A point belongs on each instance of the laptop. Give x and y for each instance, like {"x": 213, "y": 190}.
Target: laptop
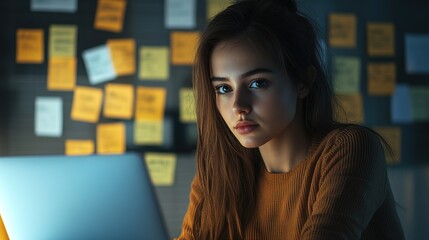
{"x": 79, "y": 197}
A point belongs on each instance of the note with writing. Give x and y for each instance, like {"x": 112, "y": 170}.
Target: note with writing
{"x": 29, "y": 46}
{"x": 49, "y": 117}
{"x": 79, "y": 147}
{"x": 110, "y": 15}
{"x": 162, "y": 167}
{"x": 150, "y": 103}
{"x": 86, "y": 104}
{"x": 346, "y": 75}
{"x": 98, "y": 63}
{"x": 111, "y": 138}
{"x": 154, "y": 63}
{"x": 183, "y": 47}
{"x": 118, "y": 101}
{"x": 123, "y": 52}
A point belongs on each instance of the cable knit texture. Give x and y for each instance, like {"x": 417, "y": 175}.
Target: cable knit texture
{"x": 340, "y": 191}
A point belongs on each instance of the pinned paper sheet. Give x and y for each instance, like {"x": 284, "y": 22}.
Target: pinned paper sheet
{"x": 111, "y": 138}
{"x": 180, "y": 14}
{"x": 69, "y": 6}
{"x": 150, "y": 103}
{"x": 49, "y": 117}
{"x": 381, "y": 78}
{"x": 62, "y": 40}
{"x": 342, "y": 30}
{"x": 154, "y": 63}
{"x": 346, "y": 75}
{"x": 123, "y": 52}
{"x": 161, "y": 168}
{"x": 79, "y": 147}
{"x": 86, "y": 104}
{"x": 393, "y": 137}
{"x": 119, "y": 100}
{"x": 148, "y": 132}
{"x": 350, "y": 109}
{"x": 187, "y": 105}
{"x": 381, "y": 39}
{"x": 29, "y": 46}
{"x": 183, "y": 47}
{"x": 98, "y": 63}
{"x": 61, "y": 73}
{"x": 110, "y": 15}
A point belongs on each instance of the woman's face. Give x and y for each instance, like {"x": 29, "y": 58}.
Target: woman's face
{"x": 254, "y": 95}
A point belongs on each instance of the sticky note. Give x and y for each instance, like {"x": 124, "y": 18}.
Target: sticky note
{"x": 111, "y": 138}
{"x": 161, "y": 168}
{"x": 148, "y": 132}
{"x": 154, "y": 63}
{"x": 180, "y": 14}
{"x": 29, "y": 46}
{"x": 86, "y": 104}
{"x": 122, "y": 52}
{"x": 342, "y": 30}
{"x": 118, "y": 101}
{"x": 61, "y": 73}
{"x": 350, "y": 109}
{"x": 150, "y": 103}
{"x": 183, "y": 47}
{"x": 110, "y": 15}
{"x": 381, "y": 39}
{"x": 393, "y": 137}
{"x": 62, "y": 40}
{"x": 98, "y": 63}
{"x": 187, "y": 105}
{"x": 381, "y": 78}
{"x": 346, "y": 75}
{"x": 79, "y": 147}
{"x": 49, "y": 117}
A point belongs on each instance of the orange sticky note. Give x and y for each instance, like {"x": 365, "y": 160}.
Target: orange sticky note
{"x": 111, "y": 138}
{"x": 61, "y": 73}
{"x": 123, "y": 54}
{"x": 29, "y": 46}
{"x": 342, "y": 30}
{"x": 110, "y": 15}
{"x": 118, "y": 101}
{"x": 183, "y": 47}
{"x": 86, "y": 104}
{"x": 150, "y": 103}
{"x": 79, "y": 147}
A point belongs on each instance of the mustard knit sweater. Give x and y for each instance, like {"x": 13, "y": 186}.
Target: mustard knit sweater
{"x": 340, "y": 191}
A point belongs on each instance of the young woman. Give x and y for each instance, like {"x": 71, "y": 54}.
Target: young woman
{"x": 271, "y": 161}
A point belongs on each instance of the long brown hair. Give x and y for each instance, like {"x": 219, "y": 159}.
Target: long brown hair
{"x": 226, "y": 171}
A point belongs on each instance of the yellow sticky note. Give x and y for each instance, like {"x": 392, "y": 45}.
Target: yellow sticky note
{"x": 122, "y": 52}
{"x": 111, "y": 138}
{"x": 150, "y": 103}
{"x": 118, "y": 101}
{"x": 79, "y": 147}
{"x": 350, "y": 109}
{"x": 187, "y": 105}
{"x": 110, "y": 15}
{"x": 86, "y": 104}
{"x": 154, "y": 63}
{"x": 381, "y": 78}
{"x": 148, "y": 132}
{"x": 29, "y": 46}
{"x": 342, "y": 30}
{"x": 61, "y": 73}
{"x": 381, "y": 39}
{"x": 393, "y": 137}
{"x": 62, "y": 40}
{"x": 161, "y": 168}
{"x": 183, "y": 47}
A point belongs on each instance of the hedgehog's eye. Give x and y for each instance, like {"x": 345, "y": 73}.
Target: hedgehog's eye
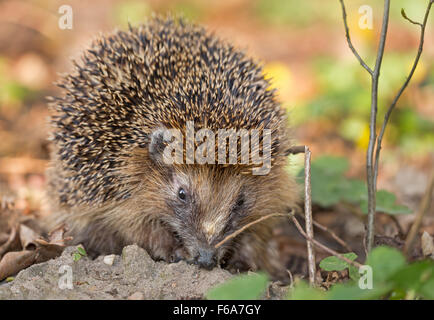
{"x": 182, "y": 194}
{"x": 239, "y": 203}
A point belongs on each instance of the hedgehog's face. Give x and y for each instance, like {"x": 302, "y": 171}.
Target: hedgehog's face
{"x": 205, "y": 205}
------------------------------------------------------------------------
- What is being asked -
Rewrite all of the material above, putting "Object" wherever "Target" appears and changing nothing else. Leave the pictures out of your version.

- Worked answer -
A point belongs on each instance of the laptop. Give x and y for each instance, like {"x": 213, "y": 190}.
Object: laptop
{"x": 79, "y": 197}
A point belongs on each instance of the note with writing. Give x and y for each instance, like {"x": 112, "y": 170}.
Object: note with writing
{"x": 29, "y": 46}
{"x": 49, "y": 117}
{"x": 79, "y": 147}
{"x": 110, "y": 15}
{"x": 162, "y": 167}
{"x": 150, "y": 103}
{"x": 86, "y": 104}
{"x": 346, "y": 75}
{"x": 98, "y": 63}
{"x": 111, "y": 138}
{"x": 154, "y": 63}
{"x": 183, "y": 47}
{"x": 118, "y": 101}
{"x": 123, "y": 52}
A point belongs on each instance of the cable knit texture. Give x and y for each instance, like {"x": 417, "y": 175}.
Object: cable knit texture
{"x": 340, "y": 191}
A point belongs on each instance of the pinned paper sheet. Give x and y for each instance, like {"x": 284, "y": 22}.
Object: pinned paper sheet
{"x": 111, "y": 138}
{"x": 180, "y": 14}
{"x": 69, "y": 6}
{"x": 150, "y": 103}
{"x": 49, "y": 117}
{"x": 381, "y": 78}
{"x": 62, "y": 40}
{"x": 342, "y": 30}
{"x": 154, "y": 63}
{"x": 346, "y": 75}
{"x": 123, "y": 52}
{"x": 161, "y": 168}
{"x": 79, "y": 147}
{"x": 86, "y": 104}
{"x": 393, "y": 137}
{"x": 119, "y": 100}
{"x": 148, "y": 132}
{"x": 350, "y": 109}
{"x": 187, "y": 105}
{"x": 381, "y": 39}
{"x": 29, "y": 46}
{"x": 183, "y": 47}
{"x": 98, "y": 63}
{"x": 61, "y": 73}
{"x": 110, "y": 15}
A point belongs on each instance of the woman's face. Give x and y for each instance, like {"x": 29, "y": 58}.
Object: woman's face
{"x": 254, "y": 95}
A point belongs on each instance of the sticky note. Give x and y for each instance, like {"x": 124, "y": 18}.
Object: sticky note
{"x": 111, "y": 138}
{"x": 161, "y": 168}
{"x": 148, "y": 132}
{"x": 154, "y": 63}
{"x": 180, "y": 14}
{"x": 29, "y": 46}
{"x": 86, "y": 104}
{"x": 122, "y": 52}
{"x": 342, "y": 30}
{"x": 118, "y": 101}
{"x": 61, "y": 73}
{"x": 350, "y": 109}
{"x": 150, "y": 103}
{"x": 183, "y": 47}
{"x": 110, "y": 15}
{"x": 381, "y": 39}
{"x": 393, "y": 137}
{"x": 62, "y": 40}
{"x": 98, "y": 63}
{"x": 187, "y": 105}
{"x": 381, "y": 78}
{"x": 346, "y": 75}
{"x": 79, "y": 147}
{"x": 49, "y": 117}
A point belongs on each instance of the orange sticky note. Give x and y for each instance, like {"x": 365, "y": 160}.
Object: orange sticky note
{"x": 111, "y": 138}
{"x": 61, "y": 73}
{"x": 123, "y": 54}
{"x": 29, "y": 46}
{"x": 342, "y": 30}
{"x": 110, "y": 15}
{"x": 118, "y": 101}
{"x": 183, "y": 47}
{"x": 86, "y": 104}
{"x": 150, "y": 103}
{"x": 79, "y": 147}
A point belongs on each instance of the mustard knit sweater. Give x and y for each instance, like {"x": 13, "y": 186}.
Object: mustard knit sweater
{"x": 340, "y": 191}
A point belongs on each instance of the young woman. Give x and y for each instance, like {"x": 71, "y": 54}.
Object: young woman
{"x": 271, "y": 161}
A point belongs on each instance of the long brown hair. Give x and y for each instance, like {"x": 219, "y": 159}.
Object: long brown hair
{"x": 226, "y": 171}
A point belongs on each instance of the yellow sticky note. Give x and y for each instance, like {"x": 392, "y": 45}.
Object: yellow sticky note
{"x": 122, "y": 52}
{"x": 111, "y": 138}
{"x": 150, "y": 103}
{"x": 118, "y": 101}
{"x": 79, "y": 147}
{"x": 350, "y": 109}
{"x": 187, "y": 105}
{"x": 110, "y": 15}
{"x": 86, "y": 104}
{"x": 154, "y": 63}
{"x": 381, "y": 78}
{"x": 148, "y": 132}
{"x": 29, "y": 46}
{"x": 342, "y": 30}
{"x": 61, "y": 73}
{"x": 381, "y": 39}
{"x": 393, "y": 137}
{"x": 62, "y": 40}
{"x": 161, "y": 168}
{"x": 183, "y": 47}
A point belongs on each instance of the hedgehog's eye. Give x and y for each instance, like {"x": 345, "y": 73}.
Object: hedgehog's eye
{"x": 182, "y": 194}
{"x": 239, "y": 203}
A point belongs on each instance of the hedgehog's face. Give x and y for each instance, like {"x": 302, "y": 171}.
Object: hedgehog's face
{"x": 205, "y": 205}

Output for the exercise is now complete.